● JOB A
Rewrite the part of the records below that opens with the line containing "stamen in the photo above." and runs through the end of the records, changing "innermost point" to "center" and keeping everything else the same. Leave the pictures out.

● SELECTED TEXT
The company opened its Longue Pointe Bunkering Plant in Montréal with just six employees a few weeks later. This was just four years after the Royal Dutch Petroleum Company and the "Shell" Transport and Trading Company had merged in the international marketplace.

 

Road tanker from the 1920s

Initially headquartered in a tiny office on the corner of St. Catherine and Peel Streets in Montréal, the Shell Company of Canada served a market in which there were only 34,000 motor vehicles registered in the entire country, consuming less than five million gallons (22 million litres) of gasoline per year. The only other major markets for petroleum products at the time were kerosene for lighting and diesel fuel for ships.

 

In 1914, the British Admiralty took over Shell's Longue Pointe Refinery to use as a fueling station for ships. Since Longue Pointe was the company's only operation in Canada, for seven long years it found itself twiddling its corporate thumbs with nothing to do, while competitors heavily exploited the wartime boom in the oil industry.

● EXCERPTED RECORDS
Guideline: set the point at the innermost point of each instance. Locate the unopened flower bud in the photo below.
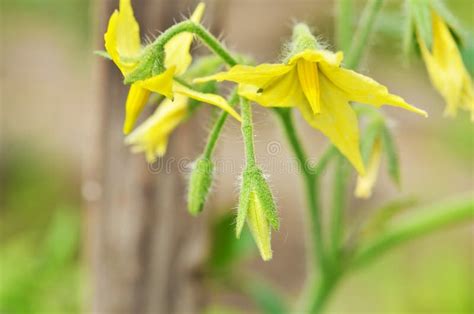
(200, 184)
(257, 208)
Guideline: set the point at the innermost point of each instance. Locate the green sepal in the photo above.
(459, 32)
(148, 65)
(371, 133)
(199, 185)
(388, 146)
(265, 196)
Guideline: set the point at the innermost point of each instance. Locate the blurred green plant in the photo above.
(39, 236)
(74, 15)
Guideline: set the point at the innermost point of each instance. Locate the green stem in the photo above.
(361, 37)
(311, 190)
(426, 220)
(247, 131)
(337, 210)
(344, 24)
(202, 33)
(217, 128)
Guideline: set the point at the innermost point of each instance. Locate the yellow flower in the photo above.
(446, 69)
(259, 226)
(122, 42)
(315, 83)
(366, 182)
(152, 135)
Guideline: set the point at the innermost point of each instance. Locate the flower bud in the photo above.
(257, 208)
(199, 184)
(302, 39)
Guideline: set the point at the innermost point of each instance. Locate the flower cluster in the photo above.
(310, 78)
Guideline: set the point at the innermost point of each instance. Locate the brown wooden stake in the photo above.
(145, 251)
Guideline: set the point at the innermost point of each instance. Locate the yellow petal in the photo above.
(337, 121)
(326, 56)
(284, 91)
(365, 183)
(136, 100)
(177, 49)
(122, 39)
(308, 77)
(151, 136)
(259, 227)
(363, 89)
(244, 74)
(207, 98)
(161, 83)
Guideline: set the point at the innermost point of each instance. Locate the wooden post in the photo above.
(145, 251)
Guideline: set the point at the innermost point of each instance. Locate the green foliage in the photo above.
(226, 250)
(393, 165)
(39, 242)
(73, 14)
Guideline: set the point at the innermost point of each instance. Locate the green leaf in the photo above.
(103, 54)
(422, 17)
(421, 222)
(371, 133)
(266, 297)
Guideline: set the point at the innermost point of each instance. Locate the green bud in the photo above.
(302, 39)
(148, 65)
(258, 209)
(200, 184)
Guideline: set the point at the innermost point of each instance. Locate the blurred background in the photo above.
(56, 136)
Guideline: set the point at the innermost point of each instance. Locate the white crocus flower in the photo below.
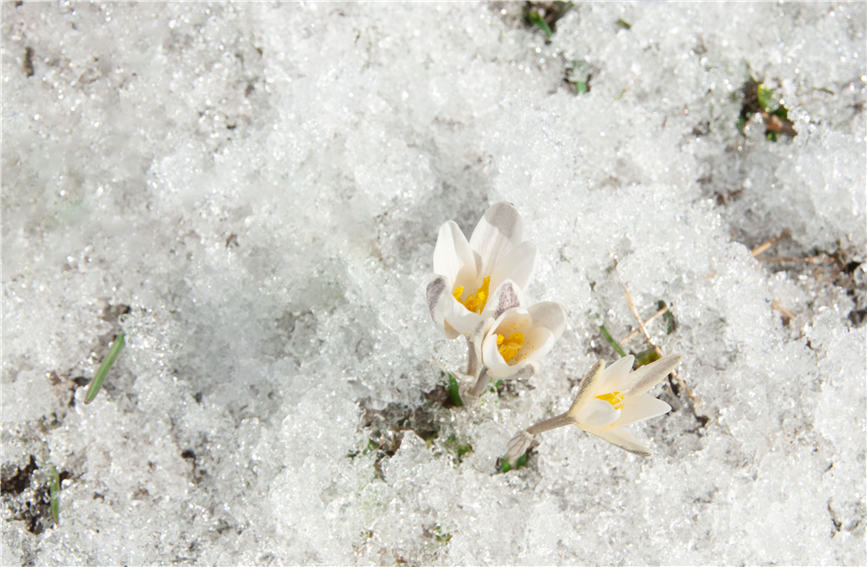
(611, 398)
(470, 272)
(608, 400)
(511, 345)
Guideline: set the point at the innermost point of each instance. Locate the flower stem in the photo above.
(561, 420)
(480, 384)
(472, 362)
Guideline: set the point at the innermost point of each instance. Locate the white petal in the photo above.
(518, 446)
(616, 375)
(549, 315)
(505, 297)
(516, 265)
(462, 319)
(493, 360)
(452, 252)
(589, 385)
(595, 413)
(622, 438)
(639, 408)
(512, 321)
(647, 376)
(498, 230)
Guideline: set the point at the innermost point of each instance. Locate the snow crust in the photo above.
(251, 193)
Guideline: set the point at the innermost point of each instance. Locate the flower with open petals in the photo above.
(608, 400)
(611, 398)
(518, 338)
(470, 272)
(511, 345)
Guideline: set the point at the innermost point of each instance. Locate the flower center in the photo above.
(509, 346)
(475, 301)
(613, 398)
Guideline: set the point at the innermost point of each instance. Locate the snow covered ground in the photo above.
(252, 193)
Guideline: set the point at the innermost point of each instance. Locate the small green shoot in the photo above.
(96, 384)
(763, 95)
(454, 391)
(54, 493)
(645, 357)
(668, 317)
(440, 535)
(742, 124)
(758, 98)
(519, 462)
(611, 341)
(537, 20)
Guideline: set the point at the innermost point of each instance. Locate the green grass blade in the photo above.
(96, 384)
(611, 341)
(537, 20)
(454, 391)
(54, 492)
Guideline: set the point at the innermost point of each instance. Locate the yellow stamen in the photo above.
(510, 346)
(613, 398)
(476, 301)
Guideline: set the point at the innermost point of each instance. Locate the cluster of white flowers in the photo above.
(506, 339)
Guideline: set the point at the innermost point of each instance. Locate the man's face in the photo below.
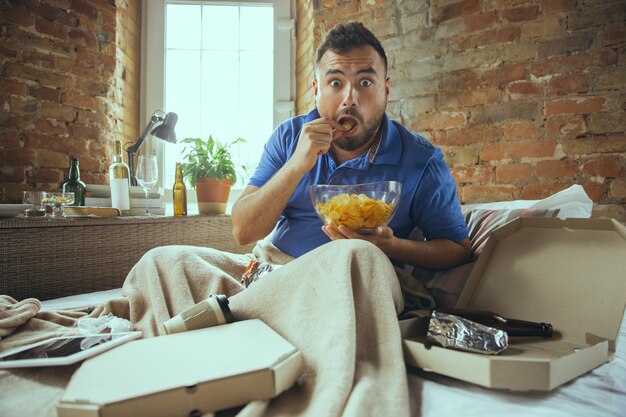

● JOB B
Continue the passage above on the early years of the Shell Company of Canada from the point where it stops.

● RESPONSE A
Guideline: set the point at the center of each instance. Locate the yellow stamen in the photo above.
(510, 346)
(613, 398)
(476, 301)
Guideline: set the point at the center of each instance. Locate the cluster of white flowers in the photo above.
(506, 339)
Guideline: set the point at the center of each instance. Locate the man's face in the photo below.

● RESPONSE B
When the Admiralty finally returned Longue Pointe to Shell in 1921, the company re-entered a changed market, where its competitors had a major head start. Companies like the British American Oil Co. (which would one day become Gulf, and then part of Petro-Canada), McColl-Frontenac (later to become Texaco, and eventually part of Esso in Canada) and Sun Oil were the market leaders.

 

In 1925, Ed Callan, just 21 years old, started work at Shell's first Canadian service station, on the corner of Elmhurst and Sherbrooke St. West in Montréal. His unique uniform - leather leggings and breeches - with blue shirt and a black leather bow tie, was the standard of the day. The wholesale price of gasoline in Montréal at the time was 22 cents a gallon -- just under five cents a litre.

 

Leyland longepointe truck

In the 1920s, civic regulations in Toronto stipulated that a service station on a corner lot must cost not LESS than $7,500. Shell's standard station design at the time was an inexpensive box-like structure with a canopy, and not much else. Meeting that regulation was a bit of a problem, solved by facing the building with marble and stone, to create a rather memorable and expensive edifice.

 

Shell continued to expand its Canadian operations, moving its corporate headquarters from Montréal to Toronto in 1930 and adding a number of new stations to its network.

 

Royal Dutch/Shell was also busy in Western Canada, where it established a bulk fuel plant near Vancouver. By 1928, Shell had a network of 19 service stations in B.C., and in 1929, Shell Oil Co. of B.C. was incorporated.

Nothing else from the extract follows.